DATA EXCERPTS:
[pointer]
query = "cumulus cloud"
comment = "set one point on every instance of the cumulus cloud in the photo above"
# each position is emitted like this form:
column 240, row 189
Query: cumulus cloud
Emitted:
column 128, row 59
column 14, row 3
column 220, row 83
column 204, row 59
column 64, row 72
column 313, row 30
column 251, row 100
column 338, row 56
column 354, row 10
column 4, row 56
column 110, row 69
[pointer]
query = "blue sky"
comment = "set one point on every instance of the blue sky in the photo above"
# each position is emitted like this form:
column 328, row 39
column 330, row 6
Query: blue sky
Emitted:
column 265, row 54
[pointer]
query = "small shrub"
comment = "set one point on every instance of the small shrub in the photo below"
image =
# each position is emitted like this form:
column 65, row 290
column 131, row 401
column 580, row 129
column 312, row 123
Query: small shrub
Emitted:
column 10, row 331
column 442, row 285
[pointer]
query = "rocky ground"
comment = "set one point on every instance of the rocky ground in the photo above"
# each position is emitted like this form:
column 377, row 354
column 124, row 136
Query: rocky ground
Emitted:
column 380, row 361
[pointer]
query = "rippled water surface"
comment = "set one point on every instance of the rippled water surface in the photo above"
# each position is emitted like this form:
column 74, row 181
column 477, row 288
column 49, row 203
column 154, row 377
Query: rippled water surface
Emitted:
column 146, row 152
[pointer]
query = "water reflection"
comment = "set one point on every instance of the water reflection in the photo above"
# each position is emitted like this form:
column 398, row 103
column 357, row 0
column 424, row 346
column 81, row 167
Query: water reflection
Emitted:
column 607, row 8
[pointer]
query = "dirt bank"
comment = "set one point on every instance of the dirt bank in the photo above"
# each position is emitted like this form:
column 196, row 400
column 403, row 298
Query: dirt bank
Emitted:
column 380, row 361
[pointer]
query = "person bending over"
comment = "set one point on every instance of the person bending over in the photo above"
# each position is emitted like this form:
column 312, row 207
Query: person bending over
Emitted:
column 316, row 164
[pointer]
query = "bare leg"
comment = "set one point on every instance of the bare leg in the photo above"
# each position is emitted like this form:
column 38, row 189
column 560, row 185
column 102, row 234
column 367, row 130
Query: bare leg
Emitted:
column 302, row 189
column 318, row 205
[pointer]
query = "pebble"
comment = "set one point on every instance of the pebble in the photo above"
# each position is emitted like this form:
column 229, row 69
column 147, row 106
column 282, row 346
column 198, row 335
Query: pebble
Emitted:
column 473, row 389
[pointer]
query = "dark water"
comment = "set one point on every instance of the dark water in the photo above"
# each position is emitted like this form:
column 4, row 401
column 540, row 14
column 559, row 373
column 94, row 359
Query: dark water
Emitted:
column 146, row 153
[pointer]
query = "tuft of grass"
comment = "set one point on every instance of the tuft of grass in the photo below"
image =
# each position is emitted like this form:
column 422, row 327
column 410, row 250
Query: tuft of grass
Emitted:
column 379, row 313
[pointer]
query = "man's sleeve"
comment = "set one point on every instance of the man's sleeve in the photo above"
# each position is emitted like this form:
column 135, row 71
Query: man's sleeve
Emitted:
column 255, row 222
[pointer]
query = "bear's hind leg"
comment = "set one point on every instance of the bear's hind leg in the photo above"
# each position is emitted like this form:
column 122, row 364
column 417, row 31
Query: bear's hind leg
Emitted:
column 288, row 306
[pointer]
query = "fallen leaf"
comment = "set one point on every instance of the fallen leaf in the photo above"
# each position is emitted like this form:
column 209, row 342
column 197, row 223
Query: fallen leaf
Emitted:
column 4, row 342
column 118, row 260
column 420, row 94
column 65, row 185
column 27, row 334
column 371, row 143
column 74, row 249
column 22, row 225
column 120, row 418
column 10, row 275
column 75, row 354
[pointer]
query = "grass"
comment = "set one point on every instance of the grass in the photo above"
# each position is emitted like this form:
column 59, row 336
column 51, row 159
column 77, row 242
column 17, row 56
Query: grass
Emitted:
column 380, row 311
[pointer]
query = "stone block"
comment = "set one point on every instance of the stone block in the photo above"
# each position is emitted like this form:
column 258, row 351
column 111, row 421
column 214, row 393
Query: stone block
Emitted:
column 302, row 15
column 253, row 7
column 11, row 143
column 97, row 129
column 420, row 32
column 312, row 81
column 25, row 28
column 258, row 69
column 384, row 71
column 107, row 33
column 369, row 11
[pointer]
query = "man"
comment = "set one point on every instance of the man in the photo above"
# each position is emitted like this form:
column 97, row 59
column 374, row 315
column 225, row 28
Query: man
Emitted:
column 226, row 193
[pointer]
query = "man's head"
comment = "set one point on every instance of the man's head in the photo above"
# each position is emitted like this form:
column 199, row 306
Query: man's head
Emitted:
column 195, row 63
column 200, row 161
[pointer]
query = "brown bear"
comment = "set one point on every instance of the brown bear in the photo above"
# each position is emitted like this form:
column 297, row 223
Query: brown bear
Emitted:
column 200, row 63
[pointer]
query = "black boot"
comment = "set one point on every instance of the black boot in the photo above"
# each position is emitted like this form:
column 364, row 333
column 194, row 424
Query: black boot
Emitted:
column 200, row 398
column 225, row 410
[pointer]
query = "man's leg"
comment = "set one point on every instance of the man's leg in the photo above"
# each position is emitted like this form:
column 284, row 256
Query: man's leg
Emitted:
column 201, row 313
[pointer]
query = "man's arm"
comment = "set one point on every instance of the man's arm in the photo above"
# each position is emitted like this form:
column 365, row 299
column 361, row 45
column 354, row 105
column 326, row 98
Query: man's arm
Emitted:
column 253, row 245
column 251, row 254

EXERCISE AIM:
Rewrite the entries from the first line up to and including the line with "column 64, row 72", putting "cirrus cloud" wherever "cumulus cloud" appears and keeping everything else the same.

EXERCISE SOLUTION:
[pointer]
query = "cirrus cloud"
comment = "set one point on every instance of the cirrus cloud in the photo above"
# each position is emitted like this form:
column 240, row 189
Query: cirrus cloud
Emitted:
column 128, row 59
column 14, row 3
column 220, row 83
column 204, row 59
column 64, row 72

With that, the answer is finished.